» Items:
────────────────
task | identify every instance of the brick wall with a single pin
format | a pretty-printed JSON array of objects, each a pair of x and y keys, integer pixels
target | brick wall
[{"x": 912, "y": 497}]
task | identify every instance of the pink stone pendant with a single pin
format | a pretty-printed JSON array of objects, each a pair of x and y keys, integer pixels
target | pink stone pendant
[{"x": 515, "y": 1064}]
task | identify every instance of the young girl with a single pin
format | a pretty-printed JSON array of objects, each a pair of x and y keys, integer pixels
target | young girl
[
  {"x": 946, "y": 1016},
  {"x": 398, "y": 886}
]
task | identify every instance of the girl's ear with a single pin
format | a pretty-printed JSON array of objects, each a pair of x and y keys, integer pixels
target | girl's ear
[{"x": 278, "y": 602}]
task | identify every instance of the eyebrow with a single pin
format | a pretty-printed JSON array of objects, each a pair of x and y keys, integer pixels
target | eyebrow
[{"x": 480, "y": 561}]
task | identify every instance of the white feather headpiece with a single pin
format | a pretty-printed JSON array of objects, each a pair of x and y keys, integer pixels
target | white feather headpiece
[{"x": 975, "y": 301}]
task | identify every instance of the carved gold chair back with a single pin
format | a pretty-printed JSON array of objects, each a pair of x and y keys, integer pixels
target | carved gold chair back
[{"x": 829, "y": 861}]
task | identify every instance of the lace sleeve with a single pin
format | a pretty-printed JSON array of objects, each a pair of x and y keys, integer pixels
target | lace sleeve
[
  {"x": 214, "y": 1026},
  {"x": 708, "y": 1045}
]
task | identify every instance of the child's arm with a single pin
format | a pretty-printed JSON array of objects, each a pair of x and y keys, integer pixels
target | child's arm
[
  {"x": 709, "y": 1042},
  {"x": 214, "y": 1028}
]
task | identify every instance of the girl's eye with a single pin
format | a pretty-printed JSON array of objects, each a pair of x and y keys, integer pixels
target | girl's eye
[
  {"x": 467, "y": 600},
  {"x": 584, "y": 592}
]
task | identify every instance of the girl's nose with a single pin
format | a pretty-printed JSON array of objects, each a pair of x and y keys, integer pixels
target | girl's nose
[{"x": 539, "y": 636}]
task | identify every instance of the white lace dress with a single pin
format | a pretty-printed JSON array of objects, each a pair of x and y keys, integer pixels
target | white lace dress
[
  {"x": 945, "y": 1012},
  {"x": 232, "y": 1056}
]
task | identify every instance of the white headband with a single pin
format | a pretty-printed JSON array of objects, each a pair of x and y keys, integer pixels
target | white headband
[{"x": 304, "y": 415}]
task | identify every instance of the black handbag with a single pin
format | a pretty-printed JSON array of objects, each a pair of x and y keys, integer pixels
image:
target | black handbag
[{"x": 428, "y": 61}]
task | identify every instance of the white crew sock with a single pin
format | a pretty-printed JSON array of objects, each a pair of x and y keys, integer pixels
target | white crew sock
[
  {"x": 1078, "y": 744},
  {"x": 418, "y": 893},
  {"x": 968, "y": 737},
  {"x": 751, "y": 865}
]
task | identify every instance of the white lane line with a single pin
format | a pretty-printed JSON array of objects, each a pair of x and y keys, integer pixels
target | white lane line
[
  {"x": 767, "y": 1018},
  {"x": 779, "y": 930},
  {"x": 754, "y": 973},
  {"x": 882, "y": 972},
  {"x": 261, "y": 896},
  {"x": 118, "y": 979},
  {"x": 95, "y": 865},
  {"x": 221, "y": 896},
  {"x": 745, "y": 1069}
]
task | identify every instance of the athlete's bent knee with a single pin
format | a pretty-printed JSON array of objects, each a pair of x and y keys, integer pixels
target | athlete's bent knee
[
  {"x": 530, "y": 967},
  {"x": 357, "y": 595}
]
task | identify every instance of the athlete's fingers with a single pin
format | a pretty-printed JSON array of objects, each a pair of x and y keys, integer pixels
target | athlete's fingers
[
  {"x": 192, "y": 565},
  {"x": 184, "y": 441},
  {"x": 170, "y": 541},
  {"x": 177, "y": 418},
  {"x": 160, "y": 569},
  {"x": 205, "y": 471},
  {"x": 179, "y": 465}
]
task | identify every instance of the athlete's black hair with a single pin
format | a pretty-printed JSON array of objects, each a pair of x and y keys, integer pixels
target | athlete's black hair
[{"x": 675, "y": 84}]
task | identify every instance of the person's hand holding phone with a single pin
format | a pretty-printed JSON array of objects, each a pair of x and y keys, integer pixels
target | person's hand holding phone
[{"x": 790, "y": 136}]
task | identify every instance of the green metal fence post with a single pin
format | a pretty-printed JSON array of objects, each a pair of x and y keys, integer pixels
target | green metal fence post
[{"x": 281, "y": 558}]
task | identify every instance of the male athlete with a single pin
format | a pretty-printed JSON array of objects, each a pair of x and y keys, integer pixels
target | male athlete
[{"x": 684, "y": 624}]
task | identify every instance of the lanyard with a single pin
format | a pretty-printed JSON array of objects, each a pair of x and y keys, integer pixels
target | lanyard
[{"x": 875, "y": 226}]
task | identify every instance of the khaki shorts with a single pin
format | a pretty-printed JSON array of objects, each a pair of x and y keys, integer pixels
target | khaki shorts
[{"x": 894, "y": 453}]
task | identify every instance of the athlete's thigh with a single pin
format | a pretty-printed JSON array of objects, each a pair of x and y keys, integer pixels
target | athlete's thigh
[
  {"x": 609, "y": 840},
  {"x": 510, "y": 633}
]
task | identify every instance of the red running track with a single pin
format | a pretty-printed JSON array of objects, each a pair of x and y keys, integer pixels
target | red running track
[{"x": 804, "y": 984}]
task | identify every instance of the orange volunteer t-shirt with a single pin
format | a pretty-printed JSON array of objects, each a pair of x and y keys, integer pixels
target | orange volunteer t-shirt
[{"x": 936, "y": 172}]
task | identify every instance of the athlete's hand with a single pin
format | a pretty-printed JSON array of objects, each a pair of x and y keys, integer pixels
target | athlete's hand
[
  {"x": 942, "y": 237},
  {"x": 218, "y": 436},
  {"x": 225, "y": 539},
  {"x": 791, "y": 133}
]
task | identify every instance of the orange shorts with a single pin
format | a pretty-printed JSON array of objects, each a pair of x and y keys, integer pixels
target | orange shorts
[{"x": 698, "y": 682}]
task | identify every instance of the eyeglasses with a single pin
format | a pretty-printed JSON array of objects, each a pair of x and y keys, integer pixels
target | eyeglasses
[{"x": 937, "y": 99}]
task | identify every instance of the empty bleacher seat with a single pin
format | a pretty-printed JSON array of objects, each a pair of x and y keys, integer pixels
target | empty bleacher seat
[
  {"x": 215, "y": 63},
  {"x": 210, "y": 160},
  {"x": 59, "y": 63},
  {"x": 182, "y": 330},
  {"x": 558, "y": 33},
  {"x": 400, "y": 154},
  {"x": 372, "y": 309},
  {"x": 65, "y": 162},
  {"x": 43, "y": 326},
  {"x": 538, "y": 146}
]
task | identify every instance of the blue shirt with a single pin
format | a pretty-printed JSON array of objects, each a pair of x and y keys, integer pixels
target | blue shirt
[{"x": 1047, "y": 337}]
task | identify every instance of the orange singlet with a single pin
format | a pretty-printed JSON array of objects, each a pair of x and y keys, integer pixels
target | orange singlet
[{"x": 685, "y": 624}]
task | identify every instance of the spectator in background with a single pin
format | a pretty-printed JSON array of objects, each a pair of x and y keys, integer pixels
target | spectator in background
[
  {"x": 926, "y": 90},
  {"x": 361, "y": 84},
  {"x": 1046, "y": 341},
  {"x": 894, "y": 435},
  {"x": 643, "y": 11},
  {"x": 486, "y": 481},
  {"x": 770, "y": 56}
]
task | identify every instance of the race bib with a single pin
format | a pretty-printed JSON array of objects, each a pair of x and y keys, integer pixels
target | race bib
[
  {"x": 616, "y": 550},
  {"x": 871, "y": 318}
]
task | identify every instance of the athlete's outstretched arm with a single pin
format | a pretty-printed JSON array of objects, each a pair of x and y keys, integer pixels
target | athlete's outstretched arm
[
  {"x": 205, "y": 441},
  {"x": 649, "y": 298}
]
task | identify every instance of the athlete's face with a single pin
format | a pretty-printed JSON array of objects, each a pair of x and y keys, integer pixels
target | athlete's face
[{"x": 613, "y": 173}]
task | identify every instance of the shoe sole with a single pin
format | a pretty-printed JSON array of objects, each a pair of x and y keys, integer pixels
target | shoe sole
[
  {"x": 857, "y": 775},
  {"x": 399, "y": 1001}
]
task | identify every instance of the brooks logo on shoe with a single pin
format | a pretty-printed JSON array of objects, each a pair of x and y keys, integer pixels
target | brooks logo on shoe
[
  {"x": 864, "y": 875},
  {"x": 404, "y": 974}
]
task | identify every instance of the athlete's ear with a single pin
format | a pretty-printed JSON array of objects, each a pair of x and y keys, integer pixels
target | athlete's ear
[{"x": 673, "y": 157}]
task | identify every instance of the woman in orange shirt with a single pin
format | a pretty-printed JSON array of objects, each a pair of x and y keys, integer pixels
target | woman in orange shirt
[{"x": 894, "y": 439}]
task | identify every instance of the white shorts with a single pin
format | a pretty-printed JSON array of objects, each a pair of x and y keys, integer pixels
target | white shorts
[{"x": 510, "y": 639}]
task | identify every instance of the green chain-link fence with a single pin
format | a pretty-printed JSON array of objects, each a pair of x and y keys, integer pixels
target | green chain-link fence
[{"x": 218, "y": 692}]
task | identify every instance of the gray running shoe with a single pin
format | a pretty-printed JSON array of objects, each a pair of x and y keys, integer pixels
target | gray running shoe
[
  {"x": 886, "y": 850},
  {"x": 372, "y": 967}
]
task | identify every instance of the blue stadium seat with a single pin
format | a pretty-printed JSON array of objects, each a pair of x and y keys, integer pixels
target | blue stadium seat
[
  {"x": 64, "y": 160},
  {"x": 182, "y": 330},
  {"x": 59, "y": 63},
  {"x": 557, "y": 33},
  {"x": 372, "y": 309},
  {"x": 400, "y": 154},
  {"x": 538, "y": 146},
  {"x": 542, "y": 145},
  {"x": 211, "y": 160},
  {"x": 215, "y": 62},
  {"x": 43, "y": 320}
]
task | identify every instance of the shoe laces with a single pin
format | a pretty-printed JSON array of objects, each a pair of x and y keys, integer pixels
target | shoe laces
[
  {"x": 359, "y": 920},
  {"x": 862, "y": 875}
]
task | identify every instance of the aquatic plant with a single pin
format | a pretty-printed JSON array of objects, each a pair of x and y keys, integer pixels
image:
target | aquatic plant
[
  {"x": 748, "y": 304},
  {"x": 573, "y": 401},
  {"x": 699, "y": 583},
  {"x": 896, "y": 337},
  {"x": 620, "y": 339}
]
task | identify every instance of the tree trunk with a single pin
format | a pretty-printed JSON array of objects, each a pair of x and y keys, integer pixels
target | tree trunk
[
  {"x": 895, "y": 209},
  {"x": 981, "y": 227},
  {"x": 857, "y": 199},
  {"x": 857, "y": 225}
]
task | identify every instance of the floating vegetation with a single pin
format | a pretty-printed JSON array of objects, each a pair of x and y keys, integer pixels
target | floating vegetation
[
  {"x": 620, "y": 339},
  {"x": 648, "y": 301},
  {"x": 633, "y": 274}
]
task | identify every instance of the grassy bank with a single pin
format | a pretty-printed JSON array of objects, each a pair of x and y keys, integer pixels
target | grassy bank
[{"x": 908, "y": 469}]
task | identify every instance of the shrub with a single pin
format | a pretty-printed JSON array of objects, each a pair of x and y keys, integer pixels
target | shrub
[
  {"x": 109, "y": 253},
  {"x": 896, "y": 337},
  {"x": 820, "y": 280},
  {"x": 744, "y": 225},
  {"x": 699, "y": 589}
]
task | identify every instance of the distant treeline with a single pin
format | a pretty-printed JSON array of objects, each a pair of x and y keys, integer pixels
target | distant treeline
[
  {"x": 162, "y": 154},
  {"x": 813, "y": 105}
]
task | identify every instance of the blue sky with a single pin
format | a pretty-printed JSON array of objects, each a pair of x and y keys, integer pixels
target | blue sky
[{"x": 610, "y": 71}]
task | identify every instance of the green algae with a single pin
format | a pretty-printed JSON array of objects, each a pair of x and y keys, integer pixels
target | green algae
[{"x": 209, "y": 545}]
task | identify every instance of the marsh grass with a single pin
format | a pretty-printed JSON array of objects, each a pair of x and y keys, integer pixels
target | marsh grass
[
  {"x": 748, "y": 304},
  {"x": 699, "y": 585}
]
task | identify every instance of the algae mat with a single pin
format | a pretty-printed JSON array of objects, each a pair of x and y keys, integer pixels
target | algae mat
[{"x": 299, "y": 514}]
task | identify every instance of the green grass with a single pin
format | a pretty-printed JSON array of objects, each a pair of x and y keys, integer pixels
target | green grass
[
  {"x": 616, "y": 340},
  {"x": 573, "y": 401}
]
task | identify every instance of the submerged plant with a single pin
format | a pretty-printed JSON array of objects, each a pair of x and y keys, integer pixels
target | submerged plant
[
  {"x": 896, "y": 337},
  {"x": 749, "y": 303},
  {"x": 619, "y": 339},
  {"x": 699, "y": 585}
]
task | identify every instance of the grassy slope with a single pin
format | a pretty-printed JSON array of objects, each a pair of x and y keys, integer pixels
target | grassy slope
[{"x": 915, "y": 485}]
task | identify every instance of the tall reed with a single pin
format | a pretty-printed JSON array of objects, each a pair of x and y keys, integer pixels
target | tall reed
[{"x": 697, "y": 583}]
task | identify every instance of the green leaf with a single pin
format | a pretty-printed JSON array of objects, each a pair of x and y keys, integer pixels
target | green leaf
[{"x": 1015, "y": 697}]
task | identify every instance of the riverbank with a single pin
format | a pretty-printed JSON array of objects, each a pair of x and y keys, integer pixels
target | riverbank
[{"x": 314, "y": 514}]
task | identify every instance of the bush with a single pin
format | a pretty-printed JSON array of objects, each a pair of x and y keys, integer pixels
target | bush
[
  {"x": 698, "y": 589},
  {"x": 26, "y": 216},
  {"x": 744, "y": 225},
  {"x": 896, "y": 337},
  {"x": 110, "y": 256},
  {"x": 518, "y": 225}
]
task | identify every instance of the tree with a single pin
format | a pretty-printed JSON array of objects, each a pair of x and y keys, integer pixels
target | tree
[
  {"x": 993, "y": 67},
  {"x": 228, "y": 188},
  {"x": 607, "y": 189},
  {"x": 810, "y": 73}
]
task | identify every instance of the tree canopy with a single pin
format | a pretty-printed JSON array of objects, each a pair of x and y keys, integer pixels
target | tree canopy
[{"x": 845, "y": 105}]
────────────────
» Given task:
Using the material above, reproduce exactly the line that contains "task | identify every instance of the bush" and all lines after it through the last one, and only those.

» Full solution:
task | identify every instance of the bush with a single pin
format | a pretty-printed JSON array of objects, each a pair of x and y keys, integer pixels
target | bush
[
  {"x": 698, "y": 589},
  {"x": 26, "y": 216},
  {"x": 744, "y": 225},
  {"x": 896, "y": 337},
  {"x": 110, "y": 256},
  {"x": 518, "y": 225}
]
task | identify every instance of the tree with a single pin
format | a pretty-printed JSON array of objects, each a pair of x and y keys, integer pixels
target | tree
[
  {"x": 993, "y": 67},
  {"x": 228, "y": 188},
  {"x": 607, "y": 189},
  {"x": 810, "y": 73}
]
task | identify every instance of the tree canopy with a single pin
format | a pretty-printed JSON array of objects, each a pair of x and y keys, integer pixels
target | tree canopy
[{"x": 845, "y": 105}]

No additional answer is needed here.